DO THIS
Write out the records that appear below, verbatim and complete, but without pictures.

Rows from a pointing dataset
------------------------------------------------------------

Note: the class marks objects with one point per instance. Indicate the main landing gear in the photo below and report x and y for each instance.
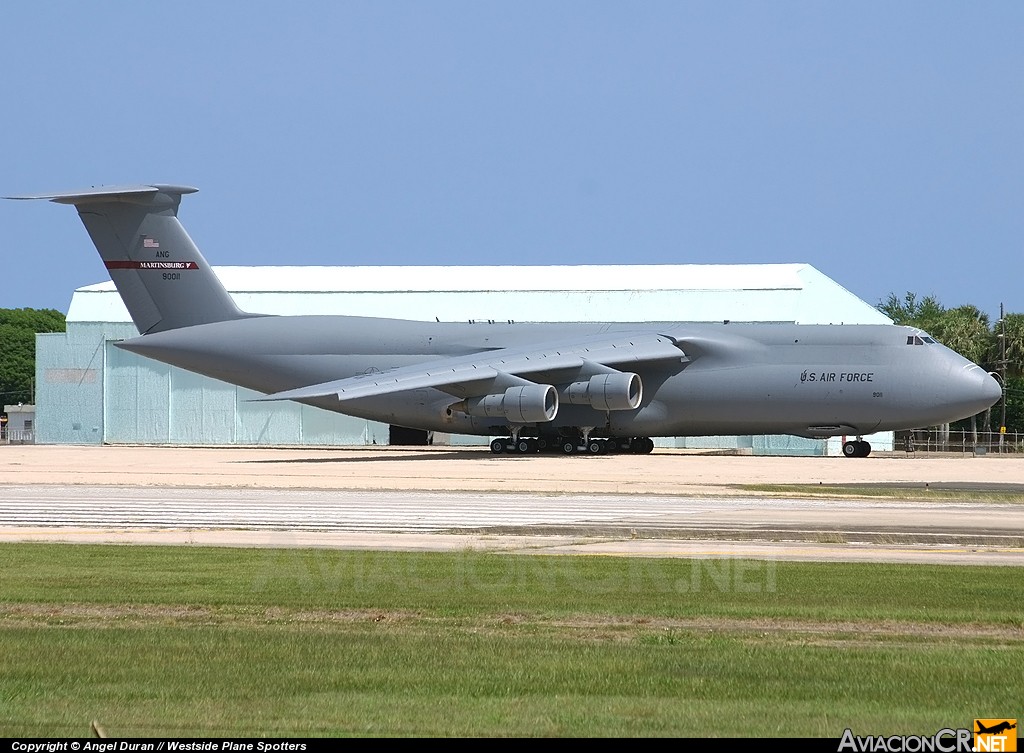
(856, 449)
(572, 446)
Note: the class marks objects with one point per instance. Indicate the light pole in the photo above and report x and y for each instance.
(1003, 372)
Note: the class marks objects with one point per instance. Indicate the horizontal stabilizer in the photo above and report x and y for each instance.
(107, 193)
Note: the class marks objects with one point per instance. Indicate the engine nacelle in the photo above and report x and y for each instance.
(620, 391)
(529, 404)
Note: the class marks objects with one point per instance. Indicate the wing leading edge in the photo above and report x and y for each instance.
(589, 371)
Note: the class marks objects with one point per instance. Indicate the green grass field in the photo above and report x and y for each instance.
(183, 641)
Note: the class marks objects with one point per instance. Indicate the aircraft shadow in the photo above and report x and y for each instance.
(454, 455)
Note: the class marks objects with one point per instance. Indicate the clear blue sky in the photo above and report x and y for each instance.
(882, 142)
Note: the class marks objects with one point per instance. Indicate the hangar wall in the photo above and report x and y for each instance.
(90, 391)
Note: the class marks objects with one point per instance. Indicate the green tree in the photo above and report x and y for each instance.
(17, 349)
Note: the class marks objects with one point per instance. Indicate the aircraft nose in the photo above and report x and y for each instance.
(977, 390)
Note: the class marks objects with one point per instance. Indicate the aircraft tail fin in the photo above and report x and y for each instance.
(162, 278)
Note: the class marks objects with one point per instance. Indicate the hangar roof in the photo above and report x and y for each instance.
(624, 293)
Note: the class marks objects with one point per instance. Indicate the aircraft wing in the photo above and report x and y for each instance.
(473, 374)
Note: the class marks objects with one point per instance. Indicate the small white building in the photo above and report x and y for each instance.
(91, 392)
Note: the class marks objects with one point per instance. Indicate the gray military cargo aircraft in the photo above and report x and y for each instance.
(588, 387)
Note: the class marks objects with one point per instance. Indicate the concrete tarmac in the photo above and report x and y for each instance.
(671, 503)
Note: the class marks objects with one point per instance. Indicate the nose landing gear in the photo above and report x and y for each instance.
(856, 449)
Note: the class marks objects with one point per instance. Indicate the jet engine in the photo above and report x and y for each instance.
(529, 404)
(619, 391)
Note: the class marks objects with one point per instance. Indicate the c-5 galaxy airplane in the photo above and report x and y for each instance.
(582, 387)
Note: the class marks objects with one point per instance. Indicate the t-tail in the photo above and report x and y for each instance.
(162, 278)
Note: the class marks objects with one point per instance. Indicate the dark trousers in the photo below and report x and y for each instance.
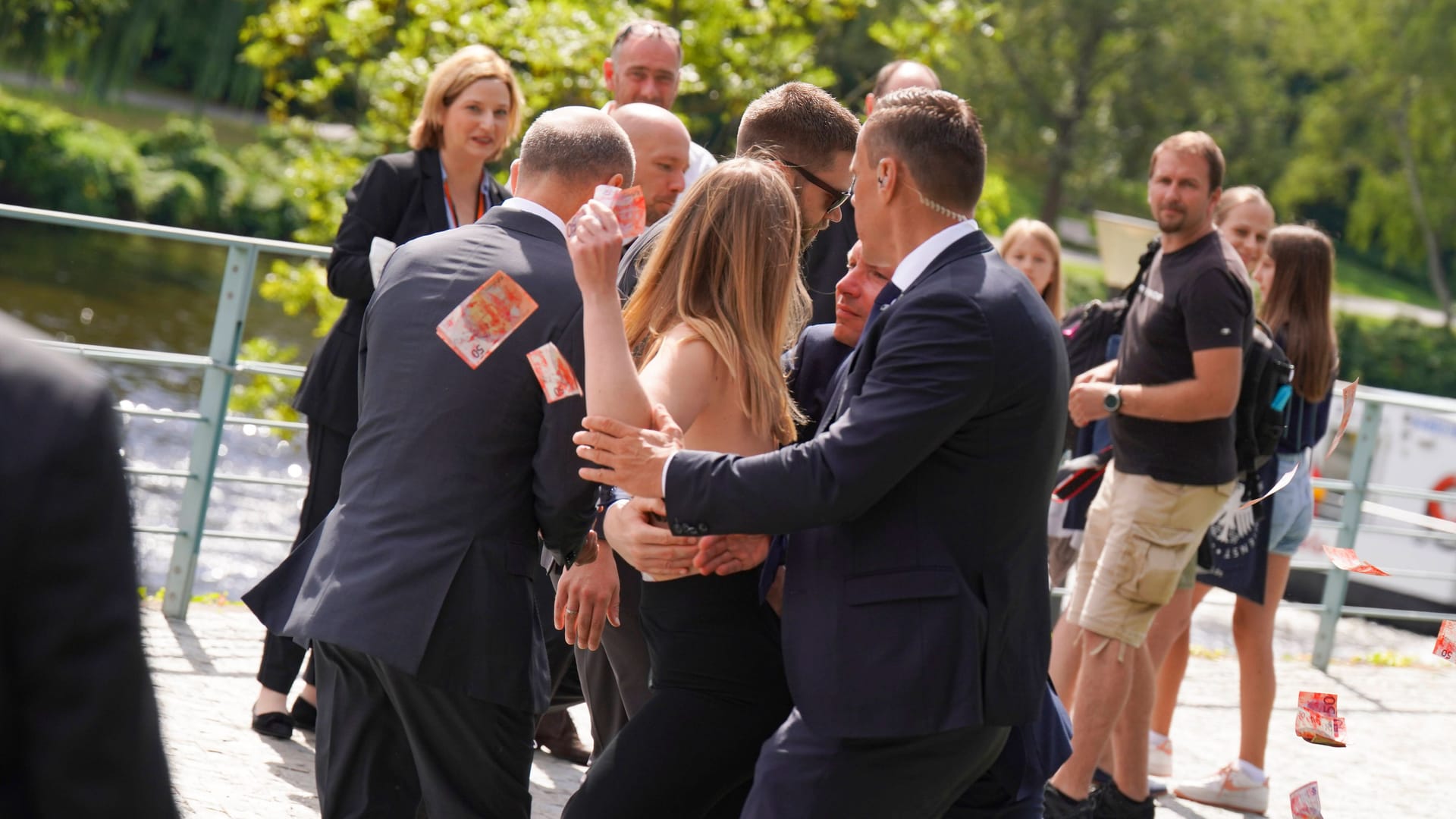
(613, 678)
(328, 447)
(805, 776)
(394, 746)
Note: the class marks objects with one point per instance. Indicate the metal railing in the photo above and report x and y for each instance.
(220, 365)
(218, 368)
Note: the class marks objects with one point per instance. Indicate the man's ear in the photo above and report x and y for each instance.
(887, 178)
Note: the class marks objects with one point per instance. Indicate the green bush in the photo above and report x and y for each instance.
(55, 161)
(1398, 354)
(175, 175)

------------------------------------------------------------

OUTPUT FOR THIS TASK
Note: the class marks objects with one point per instance. Indicate the main landing gear in the photo below and report x and y for each instance.
(856, 449)
(572, 446)
Note: the class marks objects with one point per instance. Indicate the light pole in the photo above and report x and y for each instance.
(1003, 372)
Note: the class marks objects with one point per instance. Indicate the horizontal stabilizer in the photo above and report x and y for each instance.
(107, 193)
Note: the class marks objects with one point per instance. Indicate the engine nacelle in the photo above and report x and y for each instance.
(620, 391)
(529, 404)
Note: the class marks objects with one point per instance. Indicate the wing leading edge in the photo above and report x and y for each instance.
(589, 371)
Note: the class marks objects with one point per instance. Indicate the green grass field in the photo above and report x and y for each instance.
(183, 641)
Note: the class marks objects with one point per instance. Indicate the aircraft shadow in the photo above and report x and y for each instance.
(454, 455)
Note: the class marks objects with one point per instance. Indicate the clear blue sky in the photo above and report x and y for each instance.
(882, 142)
Note: the class marks objects with one point per instance. Indicate the hangar wall in the photo above and report x and y for each instance.
(90, 391)
Note: the class marks objects with one point per instance. Indicate the green tree in the photo above and report x and y for each instance.
(17, 349)
Note: the class marks objects with one point per instance. Indicate the aircraft nose in the photo above and report x and y for each instance.
(977, 390)
Note: the class marks objects with one point per instance. Indicate the aircraft tail fin in the photo above and report x and y for each instance.
(162, 278)
Note: the class marks objects with one point per instance. Indicate the hangar roof in the photo above and report x and y for each instance.
(624, 293)
Note: the class marks objects with one point per instance. Indicate the aircraft wing in the photo above and report x and y for each instance.
(473, 374)
Note: the class marks objects with one point per instance. Indicate the small white building in the photo above and report x and y for each instance.
(91, 392)
Note: the class marks objects with one point per instance. Indicate the gray military cargo aircraft in the photo above and report x and y for each instance.
(588, 387)
Note: the class marks objects with one point per instance. Indicate the concrete tarmac in the photo above and report x and y for each instance.
(671, 503)
Note: the class marks objects with one point per instance. Indicate the nose landing gear in the photo above and report x and y for each instance.
(856, 449)
Note: the class marks objects with one point per instance. Indicate the jet engine in the photo above and report x and y for each instance.
(529, 404)
(619, 391)
Note: the class marks objects with one point per instance. Indicate the c-5 galaxy airplane in the photo above and report x and y for each instance.
(582, 387)
Note: the class marks objects with one point per instance. Indicate the t-tail in the photo above and report x and y for each instance.
(162, 278)
Note: the class marks objects with one point per instance. Indicate the dark trousers in the photo below and report x and y for each instance.
(613, 678)
(328, 447)
(805, 776)
(394, 746)
Note: the class marks objects with one point per instance. Indicate the metal railing in the photo above and report x and y for each instance.
(220, 365)
(218, 368)
Note: the class marks objects with one point per instance. Indicate the man's ear in the photo above and report x and y for each instance.
(887, 178)
Note: the class marks objects with one point per instance. Indicate the green bush in the photo above and report x and y for each instance.
(55, 161)
(1398, 354)
(175, 175)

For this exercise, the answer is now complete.